*What is required*.
Please render the lines from the one containing "task: provide the segmentation of the small" through the one containing "[[[0,313],[50,380],[90,348],[35,10],[0,141]]]", both included, as a JSON list of strings with one string per line and blank lines left out.

===== Input records =====

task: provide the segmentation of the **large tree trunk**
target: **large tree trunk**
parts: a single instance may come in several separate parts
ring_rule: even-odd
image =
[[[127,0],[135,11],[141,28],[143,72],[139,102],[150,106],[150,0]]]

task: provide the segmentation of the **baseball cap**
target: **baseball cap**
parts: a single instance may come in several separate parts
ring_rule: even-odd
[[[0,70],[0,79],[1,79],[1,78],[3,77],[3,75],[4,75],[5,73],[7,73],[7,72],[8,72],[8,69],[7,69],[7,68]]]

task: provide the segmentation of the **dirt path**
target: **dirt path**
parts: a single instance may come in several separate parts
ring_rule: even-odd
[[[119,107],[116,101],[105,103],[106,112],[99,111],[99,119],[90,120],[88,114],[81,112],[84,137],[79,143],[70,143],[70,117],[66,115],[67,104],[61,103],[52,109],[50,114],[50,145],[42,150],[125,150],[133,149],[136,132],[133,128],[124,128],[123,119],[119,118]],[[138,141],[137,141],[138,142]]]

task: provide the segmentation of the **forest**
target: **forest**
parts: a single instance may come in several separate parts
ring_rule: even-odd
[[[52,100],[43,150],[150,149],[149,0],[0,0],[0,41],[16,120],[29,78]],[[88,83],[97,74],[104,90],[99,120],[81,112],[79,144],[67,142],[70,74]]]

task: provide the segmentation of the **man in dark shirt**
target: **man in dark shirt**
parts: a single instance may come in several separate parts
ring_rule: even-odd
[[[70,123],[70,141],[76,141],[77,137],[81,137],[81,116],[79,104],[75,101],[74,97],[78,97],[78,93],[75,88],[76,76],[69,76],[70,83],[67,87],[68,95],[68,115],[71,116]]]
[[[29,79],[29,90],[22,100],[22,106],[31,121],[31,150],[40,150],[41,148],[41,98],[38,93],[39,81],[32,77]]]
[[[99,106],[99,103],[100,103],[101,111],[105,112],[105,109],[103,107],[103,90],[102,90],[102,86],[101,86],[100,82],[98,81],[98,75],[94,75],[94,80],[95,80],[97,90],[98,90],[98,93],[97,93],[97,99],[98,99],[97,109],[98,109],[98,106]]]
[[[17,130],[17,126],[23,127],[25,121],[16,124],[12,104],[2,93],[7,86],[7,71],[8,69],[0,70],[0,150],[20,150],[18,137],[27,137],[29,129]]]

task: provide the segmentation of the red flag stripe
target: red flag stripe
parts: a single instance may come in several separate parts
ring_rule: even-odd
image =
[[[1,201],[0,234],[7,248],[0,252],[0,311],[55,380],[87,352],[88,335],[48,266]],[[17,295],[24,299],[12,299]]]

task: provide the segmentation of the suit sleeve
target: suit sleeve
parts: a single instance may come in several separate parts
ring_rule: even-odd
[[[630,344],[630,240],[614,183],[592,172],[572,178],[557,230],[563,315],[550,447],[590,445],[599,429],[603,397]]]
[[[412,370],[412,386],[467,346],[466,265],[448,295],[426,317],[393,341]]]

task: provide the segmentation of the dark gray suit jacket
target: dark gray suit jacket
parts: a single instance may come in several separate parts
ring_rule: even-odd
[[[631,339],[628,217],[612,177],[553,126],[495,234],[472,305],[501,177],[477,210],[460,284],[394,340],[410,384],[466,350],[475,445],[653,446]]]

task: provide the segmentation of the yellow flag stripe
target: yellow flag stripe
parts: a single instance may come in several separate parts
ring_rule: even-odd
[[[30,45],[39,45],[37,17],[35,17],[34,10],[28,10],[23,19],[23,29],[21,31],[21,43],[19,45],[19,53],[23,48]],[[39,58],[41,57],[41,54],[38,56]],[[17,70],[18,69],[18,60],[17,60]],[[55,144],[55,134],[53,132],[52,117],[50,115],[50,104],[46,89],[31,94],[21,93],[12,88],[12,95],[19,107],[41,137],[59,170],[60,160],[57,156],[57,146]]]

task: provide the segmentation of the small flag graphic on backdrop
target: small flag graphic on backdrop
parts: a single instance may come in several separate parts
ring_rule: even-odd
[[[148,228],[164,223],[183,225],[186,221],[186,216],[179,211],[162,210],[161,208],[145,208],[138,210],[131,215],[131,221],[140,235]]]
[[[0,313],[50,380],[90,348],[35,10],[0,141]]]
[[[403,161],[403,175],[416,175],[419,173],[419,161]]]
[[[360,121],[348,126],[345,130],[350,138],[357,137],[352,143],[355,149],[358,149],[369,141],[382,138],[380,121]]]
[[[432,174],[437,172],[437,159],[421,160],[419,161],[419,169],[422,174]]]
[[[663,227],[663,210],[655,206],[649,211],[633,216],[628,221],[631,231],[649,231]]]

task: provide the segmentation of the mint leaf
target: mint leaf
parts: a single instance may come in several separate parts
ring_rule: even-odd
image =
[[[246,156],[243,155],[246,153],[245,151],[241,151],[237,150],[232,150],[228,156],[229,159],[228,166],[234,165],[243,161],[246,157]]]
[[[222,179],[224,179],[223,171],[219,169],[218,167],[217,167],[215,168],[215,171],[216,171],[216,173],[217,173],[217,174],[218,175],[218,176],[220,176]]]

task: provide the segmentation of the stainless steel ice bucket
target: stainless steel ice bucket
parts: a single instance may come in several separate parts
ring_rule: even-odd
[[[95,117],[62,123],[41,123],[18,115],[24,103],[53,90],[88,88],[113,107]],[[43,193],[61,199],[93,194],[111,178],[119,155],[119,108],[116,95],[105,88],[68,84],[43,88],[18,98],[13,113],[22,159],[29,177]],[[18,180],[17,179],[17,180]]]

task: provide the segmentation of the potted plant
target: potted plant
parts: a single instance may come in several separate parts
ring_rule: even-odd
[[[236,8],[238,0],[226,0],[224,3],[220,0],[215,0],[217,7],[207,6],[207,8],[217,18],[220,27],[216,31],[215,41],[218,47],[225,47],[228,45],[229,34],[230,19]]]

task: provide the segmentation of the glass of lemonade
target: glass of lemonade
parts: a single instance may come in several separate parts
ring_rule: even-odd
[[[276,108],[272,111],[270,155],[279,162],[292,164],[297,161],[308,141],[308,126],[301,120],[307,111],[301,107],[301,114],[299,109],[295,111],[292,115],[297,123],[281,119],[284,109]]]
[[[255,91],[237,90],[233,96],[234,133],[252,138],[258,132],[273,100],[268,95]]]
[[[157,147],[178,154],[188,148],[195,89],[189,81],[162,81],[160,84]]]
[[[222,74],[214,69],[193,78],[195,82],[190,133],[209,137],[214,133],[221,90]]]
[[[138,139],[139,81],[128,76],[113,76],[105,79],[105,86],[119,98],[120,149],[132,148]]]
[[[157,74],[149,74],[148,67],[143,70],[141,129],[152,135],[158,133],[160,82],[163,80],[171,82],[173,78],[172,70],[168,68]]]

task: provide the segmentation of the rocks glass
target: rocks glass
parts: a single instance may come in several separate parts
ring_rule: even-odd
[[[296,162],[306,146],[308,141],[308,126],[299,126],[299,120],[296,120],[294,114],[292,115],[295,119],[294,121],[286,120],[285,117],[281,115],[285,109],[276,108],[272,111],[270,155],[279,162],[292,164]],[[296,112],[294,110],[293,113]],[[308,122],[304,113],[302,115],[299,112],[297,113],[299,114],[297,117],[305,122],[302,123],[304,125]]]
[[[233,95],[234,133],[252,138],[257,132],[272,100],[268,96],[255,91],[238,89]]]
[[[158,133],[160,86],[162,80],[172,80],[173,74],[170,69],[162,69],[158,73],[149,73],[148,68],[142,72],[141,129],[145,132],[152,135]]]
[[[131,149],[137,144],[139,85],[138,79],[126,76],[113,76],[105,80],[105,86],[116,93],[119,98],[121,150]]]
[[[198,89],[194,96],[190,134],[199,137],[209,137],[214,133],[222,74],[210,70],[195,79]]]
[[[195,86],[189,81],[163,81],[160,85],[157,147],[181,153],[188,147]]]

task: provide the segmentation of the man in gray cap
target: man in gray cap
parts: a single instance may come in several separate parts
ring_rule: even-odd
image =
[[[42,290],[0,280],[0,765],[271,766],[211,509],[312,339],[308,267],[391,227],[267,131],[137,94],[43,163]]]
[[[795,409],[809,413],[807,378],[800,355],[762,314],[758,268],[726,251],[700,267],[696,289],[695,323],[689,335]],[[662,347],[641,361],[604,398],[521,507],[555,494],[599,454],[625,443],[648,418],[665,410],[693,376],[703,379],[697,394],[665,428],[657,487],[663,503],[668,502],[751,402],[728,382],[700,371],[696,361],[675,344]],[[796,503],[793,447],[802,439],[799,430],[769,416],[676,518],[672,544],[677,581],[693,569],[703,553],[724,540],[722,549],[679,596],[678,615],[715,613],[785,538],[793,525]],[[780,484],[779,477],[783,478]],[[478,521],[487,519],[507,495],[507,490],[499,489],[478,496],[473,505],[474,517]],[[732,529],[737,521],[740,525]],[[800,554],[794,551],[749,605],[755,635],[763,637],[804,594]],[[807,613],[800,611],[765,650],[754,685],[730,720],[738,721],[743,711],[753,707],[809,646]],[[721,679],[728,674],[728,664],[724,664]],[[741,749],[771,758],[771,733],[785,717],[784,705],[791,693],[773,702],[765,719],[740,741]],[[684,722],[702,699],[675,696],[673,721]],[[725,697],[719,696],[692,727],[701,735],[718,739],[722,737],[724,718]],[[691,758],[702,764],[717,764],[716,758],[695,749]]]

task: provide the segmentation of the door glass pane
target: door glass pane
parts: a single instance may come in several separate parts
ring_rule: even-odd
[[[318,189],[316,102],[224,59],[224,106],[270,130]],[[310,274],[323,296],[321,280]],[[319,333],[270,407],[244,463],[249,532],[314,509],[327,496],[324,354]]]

=====

*Result of this task*.
[
  "task: provide the segmentation of the small flag graphic on backdrop",
  "target: small flag graphic on backdrop",
  "parts: a single instance may come in several separate parts",
  "ring_rule: even-odd",
  "[[[148,228],[164,223],[183,225],[186,221],[186,216],[179,211],[162,210],[161,208],[145,208],[138,210],[131,215],[131,221],[140,235]]]",
  "[[[0,313],[50,380],[90,348],[35,10],[0,141]]]"
]